▸ **EXTRACT TO READ**:
=== Begin Enclosure ===

And you are so right about self-acceptance and self-love! If I did not look in the mirror every day and say to myself, "Hey! You look good in that outfit," there is no way I would have lost 50 pounds so far. As you know, positive energy is the only way to motivate this journey. You have to love yourself just as you are, right now, and then choose to give yourself the gift of weight loss and longterm lifestyle change. =smile=

As for the Effexor, yes, I'm glad I'm off it. It really wasn't doing me any good anymore. Now I'm on a newer-generation antidepressant, Cymbalta, which is supposed to be better for the kind of bipolar depression I get. So far, I like it, and it's even a bit appetite-depressing, which sure is a nice change. I have an anti-psychotic, too, Geodon, as a prn, which does make make me crave sweets, so I try not to take it any more than necessary. Maybe you could talk to your shrink about prescribing the Abilify on a prn (as needed) basis.

=== End Enclosure ===

▸ **ENTRIES SHOWN**:

=== Begin Enclosure ===

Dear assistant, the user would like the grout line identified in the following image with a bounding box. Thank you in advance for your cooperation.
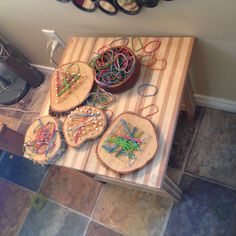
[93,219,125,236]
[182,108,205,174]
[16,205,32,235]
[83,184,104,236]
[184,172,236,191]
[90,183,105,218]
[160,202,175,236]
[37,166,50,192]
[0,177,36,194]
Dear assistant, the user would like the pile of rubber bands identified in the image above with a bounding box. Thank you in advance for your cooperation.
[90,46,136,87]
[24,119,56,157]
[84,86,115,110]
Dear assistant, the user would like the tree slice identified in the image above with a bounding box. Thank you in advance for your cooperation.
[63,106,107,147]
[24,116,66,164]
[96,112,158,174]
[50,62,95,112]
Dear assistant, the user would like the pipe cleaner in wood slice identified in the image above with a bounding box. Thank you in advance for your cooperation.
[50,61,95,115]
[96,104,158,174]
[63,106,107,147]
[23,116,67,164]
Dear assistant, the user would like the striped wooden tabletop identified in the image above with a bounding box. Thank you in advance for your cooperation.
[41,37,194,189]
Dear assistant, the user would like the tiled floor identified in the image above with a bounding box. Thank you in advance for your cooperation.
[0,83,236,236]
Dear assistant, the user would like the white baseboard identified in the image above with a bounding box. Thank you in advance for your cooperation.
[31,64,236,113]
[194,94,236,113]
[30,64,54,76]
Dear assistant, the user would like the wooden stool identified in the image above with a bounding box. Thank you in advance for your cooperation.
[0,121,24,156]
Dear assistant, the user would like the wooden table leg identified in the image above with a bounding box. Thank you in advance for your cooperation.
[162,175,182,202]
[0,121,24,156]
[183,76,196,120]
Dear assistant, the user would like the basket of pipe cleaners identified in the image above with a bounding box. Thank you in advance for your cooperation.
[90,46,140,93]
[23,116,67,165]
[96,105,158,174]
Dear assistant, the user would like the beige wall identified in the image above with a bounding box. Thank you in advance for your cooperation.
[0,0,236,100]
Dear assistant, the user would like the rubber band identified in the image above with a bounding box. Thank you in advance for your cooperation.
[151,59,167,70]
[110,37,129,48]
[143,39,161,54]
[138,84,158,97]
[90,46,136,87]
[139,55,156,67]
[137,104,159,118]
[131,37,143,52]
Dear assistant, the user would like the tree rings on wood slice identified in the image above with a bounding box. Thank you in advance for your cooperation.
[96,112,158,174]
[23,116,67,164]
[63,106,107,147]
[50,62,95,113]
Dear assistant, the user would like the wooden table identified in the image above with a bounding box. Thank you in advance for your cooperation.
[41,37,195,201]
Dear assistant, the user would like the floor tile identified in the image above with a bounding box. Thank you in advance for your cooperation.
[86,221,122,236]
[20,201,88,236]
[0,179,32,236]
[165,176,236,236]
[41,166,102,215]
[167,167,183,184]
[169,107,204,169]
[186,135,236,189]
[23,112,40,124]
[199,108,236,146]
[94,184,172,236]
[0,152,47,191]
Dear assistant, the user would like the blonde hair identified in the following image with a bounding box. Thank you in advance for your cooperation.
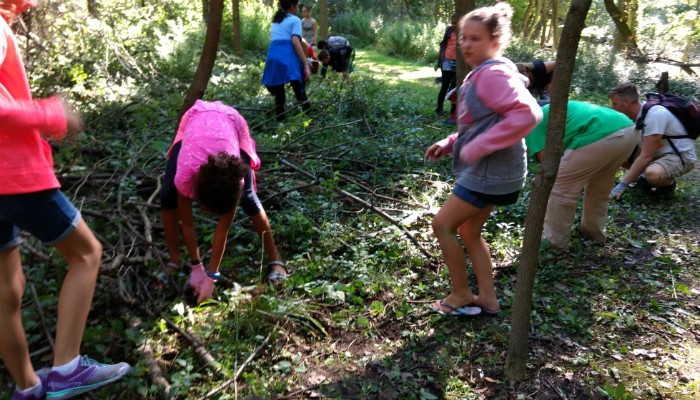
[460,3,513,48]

=== End Enclosure ===
=== Begin Enclosure ===

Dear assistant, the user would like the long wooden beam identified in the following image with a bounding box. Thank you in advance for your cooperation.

=== End Enclosure ===
=== Begin Enclosure ===

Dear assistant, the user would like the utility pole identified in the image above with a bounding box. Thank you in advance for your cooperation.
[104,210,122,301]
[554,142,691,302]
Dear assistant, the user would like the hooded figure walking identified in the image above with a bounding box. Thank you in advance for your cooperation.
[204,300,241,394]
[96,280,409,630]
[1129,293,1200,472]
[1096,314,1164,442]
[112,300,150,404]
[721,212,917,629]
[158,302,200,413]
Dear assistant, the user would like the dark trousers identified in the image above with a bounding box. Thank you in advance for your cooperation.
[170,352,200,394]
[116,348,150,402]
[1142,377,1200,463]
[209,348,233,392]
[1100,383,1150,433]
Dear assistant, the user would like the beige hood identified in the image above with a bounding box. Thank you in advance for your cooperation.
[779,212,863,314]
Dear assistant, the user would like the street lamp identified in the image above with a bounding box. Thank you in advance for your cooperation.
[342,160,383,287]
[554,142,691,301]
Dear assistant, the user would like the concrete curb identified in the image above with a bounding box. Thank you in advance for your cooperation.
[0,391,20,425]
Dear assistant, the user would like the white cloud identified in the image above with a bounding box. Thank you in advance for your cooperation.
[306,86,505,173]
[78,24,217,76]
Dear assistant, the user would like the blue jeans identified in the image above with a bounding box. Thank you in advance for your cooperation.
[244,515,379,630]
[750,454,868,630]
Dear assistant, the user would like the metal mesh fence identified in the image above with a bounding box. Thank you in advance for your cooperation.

=== End Enclosure ===

▸ **COMPLETE THE FOLLOWING**:
1. Duplicate the part of the post running from "As for the Effexor, yes, I'm" to "(as needed) basis.".
2. According to the post, which newer-generation antidepressant is the writer now taking?
Draw only on the post itself and disregard the entries.

▸ **RESPONSES**:
1.
As for the Effexor, yes, I'm glad I'm off it. It really wasn't doing me any good anymore. Now I'm on a newer-generation antidepressant, Cymbalta, which is supposed to be better for the kind of bipolar depression I get. So far, I like it, and it's even a bit appetite-depressing, which sure is a nice change. I have an anti-psychotic, too, Geodon, as a prn, which does make make me crave sweets, so I try not to take it any more than necessary. Maybe you could talk to your shrink about prescribing the Abilify on a prn (as needed) basis.

2. Cymbalta